OREANDA-NEWS. Fitch Ratings has taken multiple rating actions on Harbourmaster CLO 5 B.V.'s notes as follows:

EUR5.5m Class A3 (XS0223503078): upgraded to 'Asf' from 'BBBsf'; Outlook Stable
EUR9m Class A4E (XS0223503151): affirmed at 'BBsf'; Outlook Stable
EUR16m Class A4F (XS0223503581): affirmed at 'BBsf'; Outlook Stable
EUR4m Class B1E (XS0223503664): affirmed at 'B-sf'; Outlook revised to Stable from Negative
EUR15m Class B1F (XS0223503748): affirmed at 'B-sf'; Outlook revised to Stable from Negative
EUR5.9m Class B2E (XS0223503821): affirmed at 'CCCsf'; Recovery Estimate (RE) 0%
EUR4.7m Class B2F (XS0223504043): affirmed at 'CCCsf'; RE 0%

Harbourmaster CLO 5 B.V. is a managed cash arbitrage securitisation of secured leveraged loans, primarily domiciled in Europe. The portfolio is managed by Blackstone/GSO Debt Funds Europe Limited.

The upgrade reflects an improvement in credit enhancement (CE) over the past 12 months while the affirmations reflect the higher CE being offset by increased portfolio concentration risk. The class A2 notes have been paid in full and the class A3 notes have been paid down significantly to 17.3% of the original note balance. The Outlook on the class B1 notes has been revised to Stable from Negative following a 13.7% increase in CE.

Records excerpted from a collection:
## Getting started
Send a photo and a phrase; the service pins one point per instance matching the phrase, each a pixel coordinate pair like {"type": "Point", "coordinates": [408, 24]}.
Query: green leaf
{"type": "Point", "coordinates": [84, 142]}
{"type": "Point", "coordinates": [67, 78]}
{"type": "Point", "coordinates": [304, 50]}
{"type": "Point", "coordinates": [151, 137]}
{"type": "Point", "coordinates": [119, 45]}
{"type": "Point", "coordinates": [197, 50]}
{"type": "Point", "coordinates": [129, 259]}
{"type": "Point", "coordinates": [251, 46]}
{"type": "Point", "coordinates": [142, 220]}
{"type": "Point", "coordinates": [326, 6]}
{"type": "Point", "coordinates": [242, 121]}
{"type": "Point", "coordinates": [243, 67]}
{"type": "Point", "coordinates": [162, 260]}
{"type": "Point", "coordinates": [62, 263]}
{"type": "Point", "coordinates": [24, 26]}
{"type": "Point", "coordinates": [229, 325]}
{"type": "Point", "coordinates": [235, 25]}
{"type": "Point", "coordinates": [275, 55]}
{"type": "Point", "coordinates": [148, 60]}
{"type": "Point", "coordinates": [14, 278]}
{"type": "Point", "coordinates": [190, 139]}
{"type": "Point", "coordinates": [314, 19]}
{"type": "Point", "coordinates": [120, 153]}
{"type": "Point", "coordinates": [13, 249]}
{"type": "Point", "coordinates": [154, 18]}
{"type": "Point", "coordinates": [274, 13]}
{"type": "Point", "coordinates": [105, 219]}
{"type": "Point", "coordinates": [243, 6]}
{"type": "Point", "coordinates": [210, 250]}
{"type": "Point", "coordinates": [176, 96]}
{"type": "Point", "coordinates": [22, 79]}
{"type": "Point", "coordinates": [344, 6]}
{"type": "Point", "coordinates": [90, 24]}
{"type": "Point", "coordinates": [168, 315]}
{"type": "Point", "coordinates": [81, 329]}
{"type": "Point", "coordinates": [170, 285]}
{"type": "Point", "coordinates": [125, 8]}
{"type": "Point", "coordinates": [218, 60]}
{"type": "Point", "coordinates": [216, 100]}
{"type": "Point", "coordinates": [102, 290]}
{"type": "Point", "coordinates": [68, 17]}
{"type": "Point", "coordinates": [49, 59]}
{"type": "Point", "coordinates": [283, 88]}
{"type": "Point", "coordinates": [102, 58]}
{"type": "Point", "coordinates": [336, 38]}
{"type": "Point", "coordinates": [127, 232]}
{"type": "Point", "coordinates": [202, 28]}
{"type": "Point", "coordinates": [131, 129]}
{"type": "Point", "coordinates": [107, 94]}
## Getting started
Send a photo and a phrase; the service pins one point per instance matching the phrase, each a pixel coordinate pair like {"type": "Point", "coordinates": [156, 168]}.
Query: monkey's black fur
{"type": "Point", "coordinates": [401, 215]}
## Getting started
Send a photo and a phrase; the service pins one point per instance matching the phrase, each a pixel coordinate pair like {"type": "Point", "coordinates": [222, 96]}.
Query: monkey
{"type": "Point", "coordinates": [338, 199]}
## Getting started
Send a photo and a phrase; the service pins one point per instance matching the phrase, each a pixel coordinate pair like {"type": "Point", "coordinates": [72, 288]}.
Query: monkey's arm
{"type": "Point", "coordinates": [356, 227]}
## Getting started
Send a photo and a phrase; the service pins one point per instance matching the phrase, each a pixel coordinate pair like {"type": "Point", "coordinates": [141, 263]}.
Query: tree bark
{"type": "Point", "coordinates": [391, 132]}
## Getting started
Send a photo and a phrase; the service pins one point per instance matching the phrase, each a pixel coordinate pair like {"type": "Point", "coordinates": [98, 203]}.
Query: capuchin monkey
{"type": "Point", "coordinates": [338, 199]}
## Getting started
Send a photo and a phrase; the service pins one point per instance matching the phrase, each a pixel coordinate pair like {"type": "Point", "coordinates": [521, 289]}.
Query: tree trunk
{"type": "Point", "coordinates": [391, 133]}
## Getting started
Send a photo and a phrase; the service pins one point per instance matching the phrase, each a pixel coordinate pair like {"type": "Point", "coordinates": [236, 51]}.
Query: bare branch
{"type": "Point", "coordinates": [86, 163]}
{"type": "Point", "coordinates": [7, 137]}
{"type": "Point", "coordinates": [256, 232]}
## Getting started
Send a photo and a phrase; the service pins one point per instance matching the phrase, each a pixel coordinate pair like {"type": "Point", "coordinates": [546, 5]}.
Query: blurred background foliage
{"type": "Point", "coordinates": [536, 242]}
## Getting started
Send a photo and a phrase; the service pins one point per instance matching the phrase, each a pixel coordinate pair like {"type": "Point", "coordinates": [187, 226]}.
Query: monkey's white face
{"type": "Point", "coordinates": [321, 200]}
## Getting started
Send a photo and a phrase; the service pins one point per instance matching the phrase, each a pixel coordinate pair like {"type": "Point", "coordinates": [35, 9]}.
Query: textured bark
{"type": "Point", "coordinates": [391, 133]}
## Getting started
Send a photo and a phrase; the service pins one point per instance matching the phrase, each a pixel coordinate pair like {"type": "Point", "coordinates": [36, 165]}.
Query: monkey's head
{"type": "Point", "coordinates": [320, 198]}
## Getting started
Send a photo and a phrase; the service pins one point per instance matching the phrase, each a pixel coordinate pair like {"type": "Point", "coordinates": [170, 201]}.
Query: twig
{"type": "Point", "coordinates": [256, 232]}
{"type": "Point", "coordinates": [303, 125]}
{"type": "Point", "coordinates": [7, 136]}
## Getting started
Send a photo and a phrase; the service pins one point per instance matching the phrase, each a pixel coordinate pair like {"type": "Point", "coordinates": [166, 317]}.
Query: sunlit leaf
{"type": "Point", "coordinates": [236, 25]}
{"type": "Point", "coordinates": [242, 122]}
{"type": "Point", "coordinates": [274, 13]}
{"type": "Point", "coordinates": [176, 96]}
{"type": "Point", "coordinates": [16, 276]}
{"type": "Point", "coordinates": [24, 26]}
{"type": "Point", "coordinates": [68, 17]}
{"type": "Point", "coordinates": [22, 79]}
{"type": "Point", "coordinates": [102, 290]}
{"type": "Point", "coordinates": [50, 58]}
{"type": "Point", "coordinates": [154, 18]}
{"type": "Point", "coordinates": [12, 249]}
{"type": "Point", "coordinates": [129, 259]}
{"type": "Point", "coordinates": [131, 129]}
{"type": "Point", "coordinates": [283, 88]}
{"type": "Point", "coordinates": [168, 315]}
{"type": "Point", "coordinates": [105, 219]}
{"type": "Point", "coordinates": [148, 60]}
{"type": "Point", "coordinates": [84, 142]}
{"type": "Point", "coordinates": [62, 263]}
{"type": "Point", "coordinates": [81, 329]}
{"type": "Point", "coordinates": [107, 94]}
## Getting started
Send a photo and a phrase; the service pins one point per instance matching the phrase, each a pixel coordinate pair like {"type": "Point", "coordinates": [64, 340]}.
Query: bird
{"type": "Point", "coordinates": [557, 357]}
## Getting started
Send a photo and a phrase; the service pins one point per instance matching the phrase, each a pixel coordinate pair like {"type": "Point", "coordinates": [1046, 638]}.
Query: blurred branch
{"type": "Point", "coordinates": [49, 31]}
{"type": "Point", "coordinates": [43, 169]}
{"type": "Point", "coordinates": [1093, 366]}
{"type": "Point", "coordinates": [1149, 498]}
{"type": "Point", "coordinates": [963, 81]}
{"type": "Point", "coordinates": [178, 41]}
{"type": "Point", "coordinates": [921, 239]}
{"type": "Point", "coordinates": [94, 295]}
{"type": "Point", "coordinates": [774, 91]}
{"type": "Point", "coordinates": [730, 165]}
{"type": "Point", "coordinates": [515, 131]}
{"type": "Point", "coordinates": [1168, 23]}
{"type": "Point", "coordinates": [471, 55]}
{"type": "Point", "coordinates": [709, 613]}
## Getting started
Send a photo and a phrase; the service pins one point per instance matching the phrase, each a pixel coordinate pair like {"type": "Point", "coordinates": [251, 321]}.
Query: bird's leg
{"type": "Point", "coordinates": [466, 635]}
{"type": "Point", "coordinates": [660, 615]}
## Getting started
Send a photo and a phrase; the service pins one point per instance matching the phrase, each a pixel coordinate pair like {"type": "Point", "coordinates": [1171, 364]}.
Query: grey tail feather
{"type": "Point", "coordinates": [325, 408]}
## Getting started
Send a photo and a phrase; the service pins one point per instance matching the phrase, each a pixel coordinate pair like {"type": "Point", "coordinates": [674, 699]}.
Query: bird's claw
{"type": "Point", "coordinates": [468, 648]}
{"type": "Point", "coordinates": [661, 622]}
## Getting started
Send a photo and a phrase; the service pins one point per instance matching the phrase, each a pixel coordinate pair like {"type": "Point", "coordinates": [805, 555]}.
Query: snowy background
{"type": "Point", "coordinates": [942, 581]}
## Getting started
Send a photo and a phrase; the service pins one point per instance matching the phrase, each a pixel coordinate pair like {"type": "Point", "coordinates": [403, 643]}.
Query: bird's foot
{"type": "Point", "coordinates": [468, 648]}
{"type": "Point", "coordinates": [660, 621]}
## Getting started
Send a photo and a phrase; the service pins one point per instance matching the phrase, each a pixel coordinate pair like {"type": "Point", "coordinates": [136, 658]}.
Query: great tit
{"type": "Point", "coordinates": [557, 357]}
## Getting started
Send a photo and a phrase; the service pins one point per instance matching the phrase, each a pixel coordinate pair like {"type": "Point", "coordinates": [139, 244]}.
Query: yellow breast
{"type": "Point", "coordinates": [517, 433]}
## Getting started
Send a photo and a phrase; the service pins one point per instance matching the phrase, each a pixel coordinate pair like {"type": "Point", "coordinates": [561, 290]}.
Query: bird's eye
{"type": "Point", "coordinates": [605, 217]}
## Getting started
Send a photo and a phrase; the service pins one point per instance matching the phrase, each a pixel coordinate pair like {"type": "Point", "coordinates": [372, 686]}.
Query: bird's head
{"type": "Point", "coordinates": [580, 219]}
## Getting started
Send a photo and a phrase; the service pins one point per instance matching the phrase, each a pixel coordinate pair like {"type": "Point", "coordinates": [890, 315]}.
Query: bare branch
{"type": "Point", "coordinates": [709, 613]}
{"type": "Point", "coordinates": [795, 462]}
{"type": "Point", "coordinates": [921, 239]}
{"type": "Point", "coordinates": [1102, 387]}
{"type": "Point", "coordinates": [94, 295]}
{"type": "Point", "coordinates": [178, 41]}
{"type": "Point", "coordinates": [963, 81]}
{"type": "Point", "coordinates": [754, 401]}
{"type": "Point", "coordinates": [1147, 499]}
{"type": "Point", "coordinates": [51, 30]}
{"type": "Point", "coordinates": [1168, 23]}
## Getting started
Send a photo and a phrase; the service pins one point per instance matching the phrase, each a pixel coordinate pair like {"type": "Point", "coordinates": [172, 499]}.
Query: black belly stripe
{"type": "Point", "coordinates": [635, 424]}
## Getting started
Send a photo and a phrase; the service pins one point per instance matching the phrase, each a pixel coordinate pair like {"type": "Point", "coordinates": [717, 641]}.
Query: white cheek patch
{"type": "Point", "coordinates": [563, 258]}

INSTRUCTIONS TO FOLLOW
In the rating announcement, which firm manages the Harbourmaster CLO 5 B.V. portfolio?

FULL RESPONSE
Blackstone/GSO Debt Funds Europe Limited